This is the second post in a short series in response to an article by Tomkins and Bergman in their ongoing effort to downplay the genetic similarity between humans and chimpanzees. The subject of this post is a paper by Ingo Ebersberger published in 2002, in which they report a sequence difference (excluding indels) of 1.24%.
But let’s first look at what Tomkins and Bergman say about this paper:
“Researchers selected two-thirds of the total sequence for more detailed analyses. One-third of the chimp sequence would not align to the human genome and was discarded. […] Not surprisingly, they report only a 1.24% difference in only highly similar aligned areas between human and chimp. A more realistic sequence similarity based on the researchers’ own numbers for discarded data in the alignments alone is not more than 65%.”
Tomkins and Bergman seem to be taking this one-third of chimp sequence that supposedly does not align – thereby giving a maximum identity of 66.6%, and then knocking off the 1.24% substitution rate to get their 65% approximation.
Now, let’s have a look at what the paper actually says:
“Twenty-eight percent of the total amount of sequence was excluded from the analysis, since the entire sequence, or parts of it, displayed more than one match in the human genome that was not due to known families of repeated sequences. For 7% of the chimpanzee sequences, no region with similarity could be detected in the human genome.”

Extracted entries ▸
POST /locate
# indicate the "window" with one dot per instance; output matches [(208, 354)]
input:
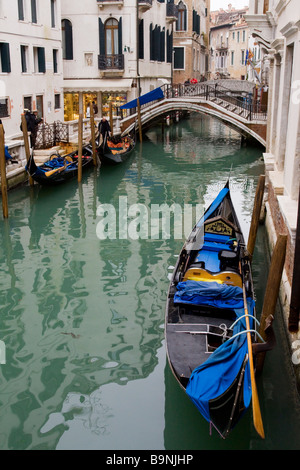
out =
[(39, 60), (53, 13), (243, 57), (4, 109), (111, 36), (20, 10), (182, 15), (5, 57), (179, 58), (55, 63), (24, 58), (33, 11), (232, 58), (141, 39), (28, 102), (57, 101), (67, 39)]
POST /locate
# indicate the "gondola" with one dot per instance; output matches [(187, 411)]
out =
[(210, 317), (58, 169), (116, 150)]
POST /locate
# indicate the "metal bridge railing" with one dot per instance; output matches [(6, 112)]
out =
[(242, 106)]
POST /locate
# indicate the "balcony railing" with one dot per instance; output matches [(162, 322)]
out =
[(109, 62), (172, 10)]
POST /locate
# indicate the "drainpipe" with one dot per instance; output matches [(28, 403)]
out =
[(137, 50)]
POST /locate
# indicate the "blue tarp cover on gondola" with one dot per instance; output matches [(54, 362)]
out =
[(215, 376), (151, 96)]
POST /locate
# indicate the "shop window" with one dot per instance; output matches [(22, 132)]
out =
[(182, 17), (116, 99), (67, 39)]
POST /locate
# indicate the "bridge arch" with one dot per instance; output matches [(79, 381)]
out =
[(255, 129)]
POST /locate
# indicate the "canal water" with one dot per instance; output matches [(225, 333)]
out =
[(82, 316)]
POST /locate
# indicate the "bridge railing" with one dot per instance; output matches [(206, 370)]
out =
[(243, 106)]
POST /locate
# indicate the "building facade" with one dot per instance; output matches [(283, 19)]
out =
[(31, 74), (191, 32), (275, 24), (228, 43), (113, 51)]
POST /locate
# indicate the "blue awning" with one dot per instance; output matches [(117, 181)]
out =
[(153, 95)]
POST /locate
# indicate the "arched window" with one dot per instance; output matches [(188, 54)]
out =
[(111, 28), (181, 20), (67, 39)]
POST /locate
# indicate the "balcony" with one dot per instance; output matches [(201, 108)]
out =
[(144, 5), (111, 65), (171, 12), (102, 3)]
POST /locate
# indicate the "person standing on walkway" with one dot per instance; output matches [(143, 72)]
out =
[(104, 128)]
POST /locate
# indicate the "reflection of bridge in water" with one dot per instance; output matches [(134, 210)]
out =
[(243, 113)]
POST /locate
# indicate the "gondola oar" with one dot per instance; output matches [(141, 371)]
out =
[(257, 419)]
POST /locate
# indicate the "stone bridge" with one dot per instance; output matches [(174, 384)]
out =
[(243, 113)]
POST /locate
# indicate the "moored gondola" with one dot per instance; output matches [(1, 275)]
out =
[(210, 317), (116, 150), (59, 169)]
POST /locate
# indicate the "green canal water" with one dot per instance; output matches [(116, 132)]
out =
[(82, 317)]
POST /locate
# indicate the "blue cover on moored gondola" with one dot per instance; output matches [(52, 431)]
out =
[(209, 293), (212, 378), (146, 98)]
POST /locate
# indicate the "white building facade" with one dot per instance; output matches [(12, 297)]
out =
[(113, 51), (276, 26), (31, 62)]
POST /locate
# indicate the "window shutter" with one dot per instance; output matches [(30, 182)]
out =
[(162, 46), (5, 57), (41, 59), (120, 37), (33, 11), (21, 10), (101, 38)]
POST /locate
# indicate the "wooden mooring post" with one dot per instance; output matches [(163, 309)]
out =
[(139, 120), (295, 294), (3, 174), (80, 132), (272, 291), (92, 124), (26, 143), (256, 214)]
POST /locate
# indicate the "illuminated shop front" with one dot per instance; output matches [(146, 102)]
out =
[(74, 101)]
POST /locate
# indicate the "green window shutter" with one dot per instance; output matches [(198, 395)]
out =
[(33, 11), (5, 57), (41, 59), (141, 39), (20, 10), (178, 58), (101, 37), (120, 37)]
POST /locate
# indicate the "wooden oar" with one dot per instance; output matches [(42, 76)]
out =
[(257, 419), (61, 168)]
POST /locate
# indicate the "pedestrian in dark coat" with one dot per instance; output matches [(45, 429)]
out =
[(104, 127)]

Explore the material ▸
**1.** In the post about human and chimp genetic similarity, please take the part that opens with the words containing "But let’s first" and closes with "their 65% approximation.", and swap "chimp" for "chimpanzee".
**2.** According to the post about human and chimp genetic similarity, for what percentage of the chimpanzee sequences did the 2002 paper find no region with similarity in the human genome?
**3.** Continue the post about human and chimp genetic similarity from the point after its final quoted passage.
None of the records matter for this.

Answers ▸
**1.**
But let’s first look at what Tomkins and Bergman say about this paper:
“Researchers selected two-thirds of the total sequence for more detailed analyses. One-third of the chimpanzee sequence would not align to the human genome and was discarded. […] Not surprisingly, they report only a 1.24% difference in only highly similar aligned areas between human and chimpanzee. A more realistic sequence similarity based on the researchers’ own numbers for discarded data in the alignments alone is not more than 65%.”
Tomkins and Bergman seem to be taking this one-third of chimpanzee sequence that supposedly does not align – thereby giving a maximum identity of 66.6%, and then knocking off the 1.24% substitution rate to get their 65% approximation.

**2.** 7%

**3.**
More than one match? Really? But I thought Tomkins and Bergman said it would not align at all? Surely an honest mistake by these two competent researchers.
But what about the 7% that legitimately couldn’t find a match?
I think I have a reasonable explanation for that. In the Materials and Methods section, Ebersberger mentions that they are using a “draft version of the human genome (freeze August 6, 2001)”.
It’s hard to find solid data on that version of the human genome (known as hg8) but as best as I can tell, it was somewhere between 90% and 95% complete. So when the Ebersberger paper was published, around 5%-10% of the human genome wasn’t yet complete. It’s therefore not surprising that a sizeable percentage of the chimpanzee sequences could not be found.
Can we compare these chimp sequences to GRCh38?
Unfortunately, no. I contacted Ingo Ebersberger in late 2014 and asked if he still had the data:
“I don’t think that I will be able to find the original data and no other co-author will have them.”